→ **Records to process**

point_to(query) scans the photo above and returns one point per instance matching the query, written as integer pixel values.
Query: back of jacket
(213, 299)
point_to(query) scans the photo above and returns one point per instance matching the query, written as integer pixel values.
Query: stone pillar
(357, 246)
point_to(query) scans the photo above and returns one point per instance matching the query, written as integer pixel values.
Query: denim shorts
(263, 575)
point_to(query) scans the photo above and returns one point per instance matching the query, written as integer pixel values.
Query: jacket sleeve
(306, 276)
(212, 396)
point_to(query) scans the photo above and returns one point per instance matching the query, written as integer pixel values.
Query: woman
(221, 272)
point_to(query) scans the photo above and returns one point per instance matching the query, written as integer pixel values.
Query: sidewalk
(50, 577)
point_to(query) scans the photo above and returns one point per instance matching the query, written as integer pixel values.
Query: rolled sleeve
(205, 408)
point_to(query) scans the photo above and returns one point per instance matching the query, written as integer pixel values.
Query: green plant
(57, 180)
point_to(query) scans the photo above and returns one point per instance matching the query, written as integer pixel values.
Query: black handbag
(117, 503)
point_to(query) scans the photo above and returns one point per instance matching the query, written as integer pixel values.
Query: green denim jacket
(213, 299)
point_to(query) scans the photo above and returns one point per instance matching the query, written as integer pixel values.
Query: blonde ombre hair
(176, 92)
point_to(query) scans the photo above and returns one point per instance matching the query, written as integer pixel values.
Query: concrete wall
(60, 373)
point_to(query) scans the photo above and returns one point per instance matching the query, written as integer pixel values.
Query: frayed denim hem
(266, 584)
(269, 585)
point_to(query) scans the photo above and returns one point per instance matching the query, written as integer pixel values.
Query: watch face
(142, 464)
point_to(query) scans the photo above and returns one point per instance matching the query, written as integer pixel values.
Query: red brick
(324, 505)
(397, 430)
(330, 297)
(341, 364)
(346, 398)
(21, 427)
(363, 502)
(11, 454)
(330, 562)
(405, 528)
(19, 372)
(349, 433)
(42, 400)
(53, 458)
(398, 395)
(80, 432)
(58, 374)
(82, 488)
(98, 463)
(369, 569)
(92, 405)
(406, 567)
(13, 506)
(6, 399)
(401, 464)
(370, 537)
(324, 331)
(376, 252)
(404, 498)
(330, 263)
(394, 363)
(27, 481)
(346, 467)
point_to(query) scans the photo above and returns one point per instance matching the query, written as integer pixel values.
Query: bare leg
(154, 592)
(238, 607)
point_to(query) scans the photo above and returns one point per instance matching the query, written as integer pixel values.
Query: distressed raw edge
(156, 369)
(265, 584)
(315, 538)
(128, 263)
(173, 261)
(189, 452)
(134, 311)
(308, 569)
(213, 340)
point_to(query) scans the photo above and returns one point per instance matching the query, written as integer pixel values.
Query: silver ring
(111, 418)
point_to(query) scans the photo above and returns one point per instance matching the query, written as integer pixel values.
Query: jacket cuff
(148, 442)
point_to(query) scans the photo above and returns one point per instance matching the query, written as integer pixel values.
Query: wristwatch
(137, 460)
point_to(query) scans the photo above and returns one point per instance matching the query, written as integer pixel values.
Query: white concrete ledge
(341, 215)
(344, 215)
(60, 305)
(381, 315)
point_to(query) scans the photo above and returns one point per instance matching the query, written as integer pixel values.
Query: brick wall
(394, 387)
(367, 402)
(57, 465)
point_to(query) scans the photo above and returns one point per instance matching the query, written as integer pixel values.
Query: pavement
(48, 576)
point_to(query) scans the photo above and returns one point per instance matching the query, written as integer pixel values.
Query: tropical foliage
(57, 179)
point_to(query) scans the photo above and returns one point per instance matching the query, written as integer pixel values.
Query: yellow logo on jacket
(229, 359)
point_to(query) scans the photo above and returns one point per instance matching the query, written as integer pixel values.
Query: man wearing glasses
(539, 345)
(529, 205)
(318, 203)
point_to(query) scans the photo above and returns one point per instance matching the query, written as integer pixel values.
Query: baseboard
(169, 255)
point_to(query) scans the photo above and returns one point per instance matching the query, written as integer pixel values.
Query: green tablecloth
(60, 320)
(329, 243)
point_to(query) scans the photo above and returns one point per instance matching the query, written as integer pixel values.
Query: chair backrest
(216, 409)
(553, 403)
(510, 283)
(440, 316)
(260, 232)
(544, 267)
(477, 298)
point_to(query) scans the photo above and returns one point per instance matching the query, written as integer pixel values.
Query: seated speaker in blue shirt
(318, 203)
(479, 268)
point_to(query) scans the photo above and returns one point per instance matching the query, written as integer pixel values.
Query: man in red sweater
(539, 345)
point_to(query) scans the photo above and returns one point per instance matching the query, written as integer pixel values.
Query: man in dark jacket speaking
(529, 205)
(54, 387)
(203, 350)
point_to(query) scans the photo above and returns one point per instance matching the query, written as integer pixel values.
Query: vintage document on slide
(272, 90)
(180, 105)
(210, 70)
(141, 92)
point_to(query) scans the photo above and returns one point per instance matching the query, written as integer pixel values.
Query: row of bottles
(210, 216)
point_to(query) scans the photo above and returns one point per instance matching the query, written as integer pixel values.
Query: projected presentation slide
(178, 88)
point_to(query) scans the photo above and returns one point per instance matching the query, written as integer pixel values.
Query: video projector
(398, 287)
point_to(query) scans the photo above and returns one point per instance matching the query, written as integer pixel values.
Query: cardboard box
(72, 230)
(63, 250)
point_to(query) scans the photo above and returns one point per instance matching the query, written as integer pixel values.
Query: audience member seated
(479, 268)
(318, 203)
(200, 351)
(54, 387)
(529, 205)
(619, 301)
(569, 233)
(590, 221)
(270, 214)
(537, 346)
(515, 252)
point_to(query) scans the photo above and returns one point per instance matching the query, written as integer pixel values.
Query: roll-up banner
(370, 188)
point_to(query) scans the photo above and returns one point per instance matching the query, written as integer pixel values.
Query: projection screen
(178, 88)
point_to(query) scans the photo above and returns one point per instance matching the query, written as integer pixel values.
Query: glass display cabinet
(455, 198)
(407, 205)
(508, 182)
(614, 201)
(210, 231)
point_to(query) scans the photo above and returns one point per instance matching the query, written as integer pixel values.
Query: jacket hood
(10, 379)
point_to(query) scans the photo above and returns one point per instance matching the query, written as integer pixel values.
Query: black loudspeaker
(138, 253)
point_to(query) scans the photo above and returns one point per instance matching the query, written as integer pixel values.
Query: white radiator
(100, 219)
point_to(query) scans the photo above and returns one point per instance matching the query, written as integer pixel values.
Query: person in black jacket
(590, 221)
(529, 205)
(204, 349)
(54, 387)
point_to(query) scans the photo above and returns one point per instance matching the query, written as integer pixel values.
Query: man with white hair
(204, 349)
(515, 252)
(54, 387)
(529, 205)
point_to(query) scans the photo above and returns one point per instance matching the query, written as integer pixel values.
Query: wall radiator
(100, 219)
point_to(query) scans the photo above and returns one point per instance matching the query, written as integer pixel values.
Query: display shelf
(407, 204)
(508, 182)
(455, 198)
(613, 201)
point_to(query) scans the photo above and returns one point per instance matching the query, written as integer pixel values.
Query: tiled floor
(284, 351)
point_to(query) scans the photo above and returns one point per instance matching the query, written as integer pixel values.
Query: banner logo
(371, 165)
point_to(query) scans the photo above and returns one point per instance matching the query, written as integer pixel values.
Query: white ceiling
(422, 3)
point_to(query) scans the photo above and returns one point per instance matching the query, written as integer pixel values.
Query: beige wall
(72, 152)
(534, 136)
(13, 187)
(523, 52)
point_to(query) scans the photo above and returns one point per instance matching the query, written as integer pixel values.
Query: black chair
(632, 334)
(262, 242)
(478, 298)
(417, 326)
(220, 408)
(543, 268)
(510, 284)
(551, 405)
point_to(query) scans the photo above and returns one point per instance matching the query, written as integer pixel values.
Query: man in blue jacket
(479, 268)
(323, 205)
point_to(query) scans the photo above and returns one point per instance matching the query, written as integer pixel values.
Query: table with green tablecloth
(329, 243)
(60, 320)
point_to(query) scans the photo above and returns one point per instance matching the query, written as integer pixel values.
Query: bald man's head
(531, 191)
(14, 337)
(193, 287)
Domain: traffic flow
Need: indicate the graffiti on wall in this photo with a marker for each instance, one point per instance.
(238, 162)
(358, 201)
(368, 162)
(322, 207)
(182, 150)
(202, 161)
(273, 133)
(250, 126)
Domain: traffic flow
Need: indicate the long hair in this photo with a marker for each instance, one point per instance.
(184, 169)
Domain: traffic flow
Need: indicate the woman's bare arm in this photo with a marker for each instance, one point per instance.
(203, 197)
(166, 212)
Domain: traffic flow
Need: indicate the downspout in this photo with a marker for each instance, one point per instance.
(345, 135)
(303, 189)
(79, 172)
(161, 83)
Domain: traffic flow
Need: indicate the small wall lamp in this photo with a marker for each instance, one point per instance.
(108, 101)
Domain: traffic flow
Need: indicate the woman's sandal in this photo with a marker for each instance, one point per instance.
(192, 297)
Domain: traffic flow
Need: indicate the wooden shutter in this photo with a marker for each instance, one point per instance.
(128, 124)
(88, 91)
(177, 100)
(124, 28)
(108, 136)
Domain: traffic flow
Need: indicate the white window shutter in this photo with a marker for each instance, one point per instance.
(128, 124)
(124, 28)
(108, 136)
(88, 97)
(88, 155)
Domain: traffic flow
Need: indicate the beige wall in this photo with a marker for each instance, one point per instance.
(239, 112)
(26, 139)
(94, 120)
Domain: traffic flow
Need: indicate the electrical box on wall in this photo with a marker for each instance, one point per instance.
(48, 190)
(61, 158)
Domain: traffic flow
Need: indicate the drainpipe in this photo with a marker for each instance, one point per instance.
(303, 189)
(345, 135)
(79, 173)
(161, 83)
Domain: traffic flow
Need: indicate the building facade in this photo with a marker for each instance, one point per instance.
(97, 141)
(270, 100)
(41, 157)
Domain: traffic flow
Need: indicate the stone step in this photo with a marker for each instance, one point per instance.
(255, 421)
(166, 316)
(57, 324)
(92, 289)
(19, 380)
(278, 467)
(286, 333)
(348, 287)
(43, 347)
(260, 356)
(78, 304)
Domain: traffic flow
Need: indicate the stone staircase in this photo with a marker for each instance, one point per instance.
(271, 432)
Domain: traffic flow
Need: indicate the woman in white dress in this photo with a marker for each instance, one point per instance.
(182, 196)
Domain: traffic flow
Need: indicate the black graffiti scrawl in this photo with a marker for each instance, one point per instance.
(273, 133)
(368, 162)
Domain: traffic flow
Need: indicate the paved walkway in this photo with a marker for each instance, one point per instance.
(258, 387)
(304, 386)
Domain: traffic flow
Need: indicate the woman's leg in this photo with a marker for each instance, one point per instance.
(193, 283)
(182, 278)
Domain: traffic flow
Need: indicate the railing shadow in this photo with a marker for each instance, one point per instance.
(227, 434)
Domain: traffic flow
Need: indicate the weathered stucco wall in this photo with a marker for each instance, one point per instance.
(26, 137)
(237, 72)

→ **Your assignment**
Copy exactly the lines from the one with "Need: indicate the black" down to the last line of the records above, and leave out everything else.

→ **Reply to the task**
Need: indicate the black graffiti scrawl in this photo with a marker for each instance, one point per instance.
(273, 133)
(368, 162)
Domain: traffic flow
Need: indicate the paved walkway in this photo with a marker for each instance, one point per instance.
(258, 387)
(304, 386)
Domain: traffic flow
Need: indicate the woman's leg in this photo with a marker for each instance, one point per instance.
(193, 283)
(182, 278)
Domain: traffic flow
Need: indicate the railing shadow in this photo with a marker for each instance, one point per instance.
(227, 434)
Domain: traffic flow
Need: indicate the weathered stucco wall in this photo with a marker for each instance, one point per instance.
(26, 137)
(237, 72)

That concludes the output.